GIVEN REQUEST
Quote the article below about the song "Seven Hillsides" in full, word for word, from its first sentence to its last.

This morning's article is an unusual combination. I'm going to introduce you to a song, then talk at some length about its very profound meaning for me. Call it an extended meditation on God, life, the universe and everything, if you will.
A couple of weeks ago I happened upon an album released in 1999 by country and bluegrass musician Ricky Skaggs, titled "Soldier of the Cross".
I'm not a big fan of either music genre, and I don't normally bother with "commercial" Christian music, but somehow I felt led to click through to a couple of the tracks and listen for a few moments.
One of them was titled "Seven Hillsides", composed by Texas native Walt Wilkins. It describes the dilemma of a preacher who's to deliver memorial services at the graves of seven soldiers, killed in action overseas. How is he to comfort their families, particularly their mothers? How is he to make sense of their deaths in the context of the Christian message? Since that's something I've had to do for myself, first from the perspective of my own faith, and then for others as a pastor and chaplain, you'll understand that this song struck me very powerfully indeed.
Walt Wilkins has recorded this song himself, on his 2001 album "Rivertown".
However, Mr. Wilkins has said he loves Ricky Skaggs' version of the song, and who am I to argue with the songwriter? Before I go on, let's listen to it.
As a pastor, I can assure you that's a very good description of the moral and spiritual dilemma we face every time we have to do something like this. How can we make sense of tragedy and loss in the context of our faith? To me, it's blasphemous to suggest that everything that happens is God's will. I refuse to believe that God points at someone and says, "I'm going to kill you now, to see how your family copes with your death, and test their faith!" That's not the God I've come to know over the years. Rather, I recall that God never once promised us a life of wine and roses, or milk and honey, or whatever. Instead, he promised us grace to cope with life, whatever it throws at us. In my experience, he keeps that promise - if we're prepared to accept his grace on his terms.

DATA LISTING
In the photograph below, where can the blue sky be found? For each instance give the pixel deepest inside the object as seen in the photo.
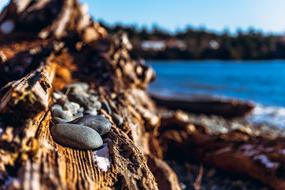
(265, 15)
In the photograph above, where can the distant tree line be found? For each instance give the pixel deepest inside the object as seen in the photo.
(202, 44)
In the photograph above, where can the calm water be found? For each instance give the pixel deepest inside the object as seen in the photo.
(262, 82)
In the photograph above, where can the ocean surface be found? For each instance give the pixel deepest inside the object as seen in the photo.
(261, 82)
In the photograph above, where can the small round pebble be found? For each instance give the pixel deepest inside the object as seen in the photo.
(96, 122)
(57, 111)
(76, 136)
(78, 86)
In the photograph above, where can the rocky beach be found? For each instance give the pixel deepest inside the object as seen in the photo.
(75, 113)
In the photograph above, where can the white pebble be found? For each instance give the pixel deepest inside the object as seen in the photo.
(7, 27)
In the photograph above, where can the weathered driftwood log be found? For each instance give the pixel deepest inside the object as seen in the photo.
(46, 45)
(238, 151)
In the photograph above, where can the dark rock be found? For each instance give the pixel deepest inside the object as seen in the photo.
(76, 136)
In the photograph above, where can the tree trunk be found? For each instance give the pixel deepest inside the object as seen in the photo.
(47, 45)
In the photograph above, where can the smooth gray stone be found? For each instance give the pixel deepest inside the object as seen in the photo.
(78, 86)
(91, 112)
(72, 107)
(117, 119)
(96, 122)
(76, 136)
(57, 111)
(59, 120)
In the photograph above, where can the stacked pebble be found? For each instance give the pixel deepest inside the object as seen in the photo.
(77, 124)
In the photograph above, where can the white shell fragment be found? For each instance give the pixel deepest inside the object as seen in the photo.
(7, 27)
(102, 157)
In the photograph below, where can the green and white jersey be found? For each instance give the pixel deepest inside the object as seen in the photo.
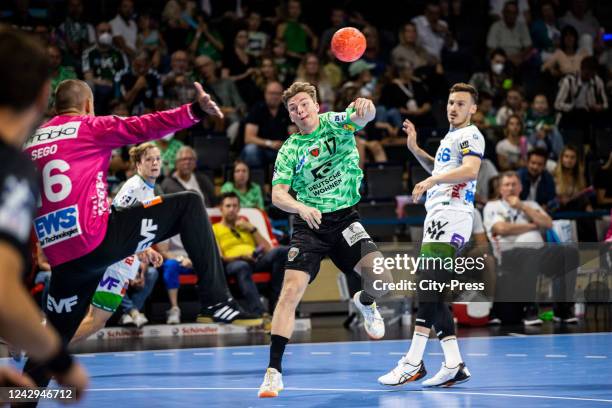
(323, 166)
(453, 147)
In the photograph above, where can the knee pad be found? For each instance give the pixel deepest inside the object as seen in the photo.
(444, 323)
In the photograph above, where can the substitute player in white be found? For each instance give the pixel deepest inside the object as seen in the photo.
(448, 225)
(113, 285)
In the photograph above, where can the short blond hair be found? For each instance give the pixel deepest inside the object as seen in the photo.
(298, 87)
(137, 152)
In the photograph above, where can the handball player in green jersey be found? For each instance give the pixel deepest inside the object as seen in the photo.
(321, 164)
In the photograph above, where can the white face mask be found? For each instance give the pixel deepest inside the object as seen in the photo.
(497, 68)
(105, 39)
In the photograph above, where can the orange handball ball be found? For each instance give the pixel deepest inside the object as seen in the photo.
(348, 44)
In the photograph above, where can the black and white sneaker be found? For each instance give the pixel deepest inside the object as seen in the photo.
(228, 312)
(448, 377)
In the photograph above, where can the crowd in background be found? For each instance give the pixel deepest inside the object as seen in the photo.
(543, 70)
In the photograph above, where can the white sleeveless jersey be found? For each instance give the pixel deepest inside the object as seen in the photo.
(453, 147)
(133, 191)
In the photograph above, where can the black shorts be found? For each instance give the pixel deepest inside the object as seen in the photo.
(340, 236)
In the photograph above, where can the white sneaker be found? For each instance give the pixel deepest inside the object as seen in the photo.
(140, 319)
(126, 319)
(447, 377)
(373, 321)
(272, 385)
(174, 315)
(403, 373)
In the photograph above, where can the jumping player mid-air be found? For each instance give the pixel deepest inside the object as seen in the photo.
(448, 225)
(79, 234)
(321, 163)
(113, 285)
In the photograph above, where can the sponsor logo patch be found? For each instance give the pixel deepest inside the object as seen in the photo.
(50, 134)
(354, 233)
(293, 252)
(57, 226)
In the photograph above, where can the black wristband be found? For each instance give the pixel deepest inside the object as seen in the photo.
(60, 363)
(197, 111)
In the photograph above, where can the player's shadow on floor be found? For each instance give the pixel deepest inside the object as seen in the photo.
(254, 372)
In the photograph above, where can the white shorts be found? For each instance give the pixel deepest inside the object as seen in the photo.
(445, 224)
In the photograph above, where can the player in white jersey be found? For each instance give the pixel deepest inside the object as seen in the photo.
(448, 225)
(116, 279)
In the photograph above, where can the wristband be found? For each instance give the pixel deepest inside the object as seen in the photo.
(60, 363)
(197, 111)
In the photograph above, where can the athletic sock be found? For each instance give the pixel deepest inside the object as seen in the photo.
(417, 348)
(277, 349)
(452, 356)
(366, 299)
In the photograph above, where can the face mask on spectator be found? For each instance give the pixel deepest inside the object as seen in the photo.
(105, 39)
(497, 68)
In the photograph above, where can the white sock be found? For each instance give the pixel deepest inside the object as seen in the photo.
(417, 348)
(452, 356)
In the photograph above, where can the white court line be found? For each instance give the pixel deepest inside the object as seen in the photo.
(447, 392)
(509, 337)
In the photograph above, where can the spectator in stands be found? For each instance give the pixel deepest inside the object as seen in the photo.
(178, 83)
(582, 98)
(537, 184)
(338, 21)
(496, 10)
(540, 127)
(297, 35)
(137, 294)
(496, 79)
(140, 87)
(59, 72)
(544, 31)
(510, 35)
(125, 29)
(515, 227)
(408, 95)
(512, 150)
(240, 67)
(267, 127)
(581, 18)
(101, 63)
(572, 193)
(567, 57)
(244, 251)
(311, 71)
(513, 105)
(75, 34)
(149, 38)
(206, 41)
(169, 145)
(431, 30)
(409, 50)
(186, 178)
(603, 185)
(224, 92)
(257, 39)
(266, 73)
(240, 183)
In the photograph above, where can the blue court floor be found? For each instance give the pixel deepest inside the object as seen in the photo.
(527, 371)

FULL SOLUTION
This morning's article is an unusual combination. I'm going to introduce you to a song, then talk at some length about its very profound meaning for me. Call it an extended meditation on God, life, the universe and everything, if you will.
A couple of weeks ago I happened upon an album released in 1999 by country and bluegrass musician Ricky Skaggs, titled "Soldier of the Cross".
I'm not a big fan of either music genre, and I don't normally bother with "commercial" Christian music, but somehow I felt led to click through to a couple of the tracks and listen for a few moments.
One of them was titled "Seven Hillsides", composed by Texas native Walt Wilkins. It describes the dilemma of a preacher who's to deliver memorial services at the graves of seven soldiers, killed in action overseas. How is he to comfort their families, particularly their mothers? How is he to make sense of their deaths in the context of the Christian message? Since that's something I've had to do for myself, first from the perspective of my own faith, and then for others as a pastor and chaplain, you'll understand that this song struck me very powerfully indeed.
Walt Wilkins has recorded this song himself, on his 2001 album "Rivertown".
However, Mr. Wilkins has said he loves Ricky Skaggs' version of the song, and who am I to argue with the songwriter? Before I go on, let's listen to it.
As a pastor, I can assure you that's a very good description of the moral and spiritual dilemma we face every time we have to do something like this. How can we make sense of tragedy and loss in the context of our faith? To me, it's blasphemous to suggest that everything that happens is God's will. I refuse to believe that God points at someone and says, "I'm going to kill you now, to see how your family copes with your death, and test their faith!" That's not the God I've come to know over the years. Rather, I recall that God never once promised us a life of wine and roses, or milk and honey, or whatever. Instead, he promised us grace to cope with life, whatever it throws at us. In my experience, he keeps that promise - if we're prepared to accept his grace on his terms.